START Information provided

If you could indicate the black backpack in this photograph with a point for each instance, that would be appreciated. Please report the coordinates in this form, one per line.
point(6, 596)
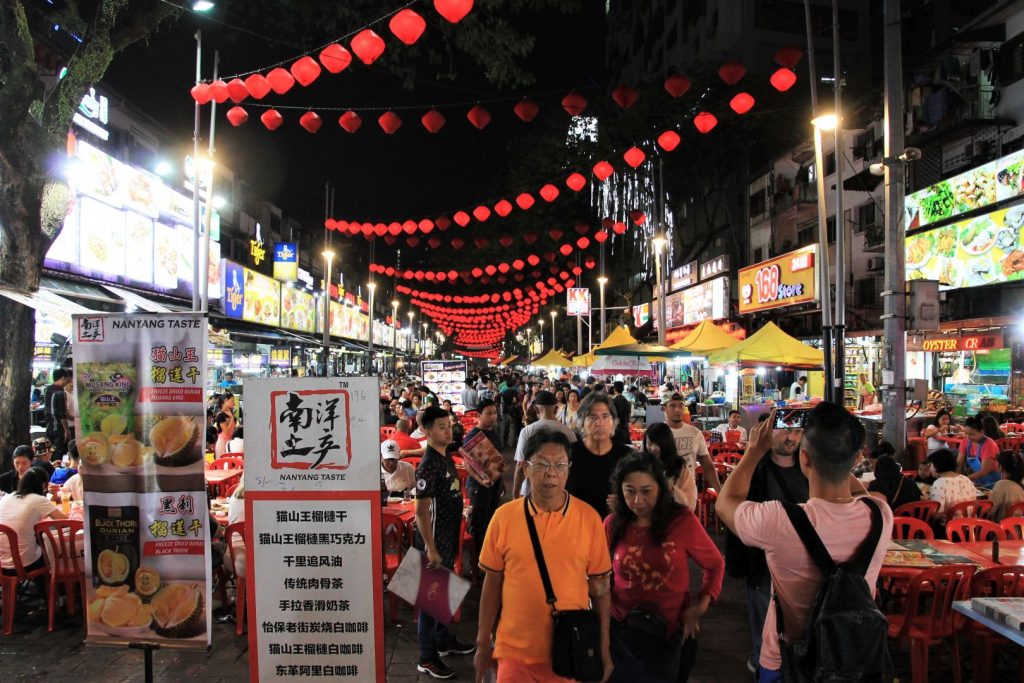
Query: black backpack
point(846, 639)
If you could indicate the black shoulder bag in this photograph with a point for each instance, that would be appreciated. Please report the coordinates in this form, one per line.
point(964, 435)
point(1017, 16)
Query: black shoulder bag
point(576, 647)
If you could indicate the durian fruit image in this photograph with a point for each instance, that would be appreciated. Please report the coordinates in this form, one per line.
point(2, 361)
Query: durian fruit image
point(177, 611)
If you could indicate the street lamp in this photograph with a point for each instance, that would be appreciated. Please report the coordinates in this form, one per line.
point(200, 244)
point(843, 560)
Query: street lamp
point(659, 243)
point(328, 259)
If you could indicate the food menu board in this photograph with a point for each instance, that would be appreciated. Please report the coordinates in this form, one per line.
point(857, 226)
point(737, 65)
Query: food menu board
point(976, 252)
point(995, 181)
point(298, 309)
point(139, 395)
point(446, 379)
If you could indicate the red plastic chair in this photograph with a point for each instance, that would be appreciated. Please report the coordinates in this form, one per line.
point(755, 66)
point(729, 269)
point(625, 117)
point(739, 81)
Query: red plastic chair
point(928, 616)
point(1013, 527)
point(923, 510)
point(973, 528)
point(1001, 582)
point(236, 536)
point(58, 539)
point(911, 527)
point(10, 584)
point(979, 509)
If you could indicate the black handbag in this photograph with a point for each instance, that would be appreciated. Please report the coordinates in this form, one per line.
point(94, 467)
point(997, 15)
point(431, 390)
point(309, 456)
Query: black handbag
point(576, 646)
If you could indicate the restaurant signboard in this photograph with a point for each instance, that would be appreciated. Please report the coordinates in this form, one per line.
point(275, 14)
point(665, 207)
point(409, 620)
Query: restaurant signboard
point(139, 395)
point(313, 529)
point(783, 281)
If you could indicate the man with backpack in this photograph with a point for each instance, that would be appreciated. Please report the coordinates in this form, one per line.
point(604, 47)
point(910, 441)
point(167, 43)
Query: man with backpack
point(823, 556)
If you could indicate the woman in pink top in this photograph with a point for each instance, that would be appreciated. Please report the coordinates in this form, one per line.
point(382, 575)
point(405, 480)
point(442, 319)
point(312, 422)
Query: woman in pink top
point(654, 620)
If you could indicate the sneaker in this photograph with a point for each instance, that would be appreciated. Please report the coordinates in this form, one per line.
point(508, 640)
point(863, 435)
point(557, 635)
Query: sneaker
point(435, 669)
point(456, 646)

END Information provided

The whole listing must be restated word for word. Leave out any pictures.

__Answer below__
If you could indicate the black backpack in this photograph with a point for each instance, that would be appreciated. Please report the coordinates in this form, one per line.
point(6, 596)
Query: black backpack
point(846, 639)
If you could indicate the black shoulder bag in this photograph with a point for each instance, that would be appreciated. Please report the coordinates in this form, one per line.
point(964, 435)
point(1017, 16)
Query: black shoulder bag
point(576, 647)
If you could indicate the durian fruit image in this photograph with a point for each instance, that would be appreciated. Please report the coordinates in this form, one per line.
point(2, 361)
Query: durian fruit image
point(177, 611)
If you could indicate the street lamp in this photograph with a point for each instance, that would be appreciated. Please report the coordinates in this form, one per line.
point(200, 244)
point(843, 560)
Query: street lamp
point(659, 243)
point(328, 259)
If you could indicate the food menu board in this photograph with a point for each instance, that would be appreciated. Please report the coordinates in this form, one per line.
point(857, 226)
point(737, 65)
Query: food menu board
point(976, 252)
point(995, 181)
point(298, 309)
point(139, 395)
point(446, 379)
If you could indicate the red plastic chair in this photograph with a point for each instance, that would be appreciated. Please report the coordinates in this form, one per line.
point(755, 66)
point(729, 269)
point(625, 117)
point(739, 81)
Query: red plastic chair
point(928, 616)
point(1013, 527)
point(923, 510)
point(973, 528)
point(1001, 582)
point(236, 536)
point(58, 539)
point(911, 527)
point(10, 584)
point(979, 509)
If you could indicate the black handbag in this photograph with a point for each instance, that would be appreciated. Please report the coordinates in this form, one per line.
point(94, 467)
point(997, 15)
point(431, 390)
point(309, 456)
Query: black handbag
point(576, 646)
If you could indicate the restaurant signboard in this photograph with a point for each instance, that would be appreciated. Please report the coordinates in this form, one per line.
point(275, 14)
point(665, 207)
point(409, 620)
Query: restaurant signboard
point(139, 395)
point(313, 529)
point(783, 281)
If you could indicate the man with backpack in this photograph with a point for each instance, that would be appreciated. Please report the coordinates in this form, one per line.
point(604, 47)
point(910, 441)
point(167, 43)
Query: man with backpack
point(823, 556)
If you could indicate the woman in pink top in this photograph with a point for each instance, that would be appreciated. Please report the coordinates in this form, one per line.
point(382, 575)
point(405, 480)
point(442, 319)
point(312, 422)
Query: woman in pink top
point(654, 620)
If you could indicate the sneaker in this photograph with a point for each instance, that would be appreciated. Please report the coordinates in this form, one per line.
point(508, 640)
point(863, 435)
point(557, 635)
Query: sneaker
point(435, 669)
point(456, 646)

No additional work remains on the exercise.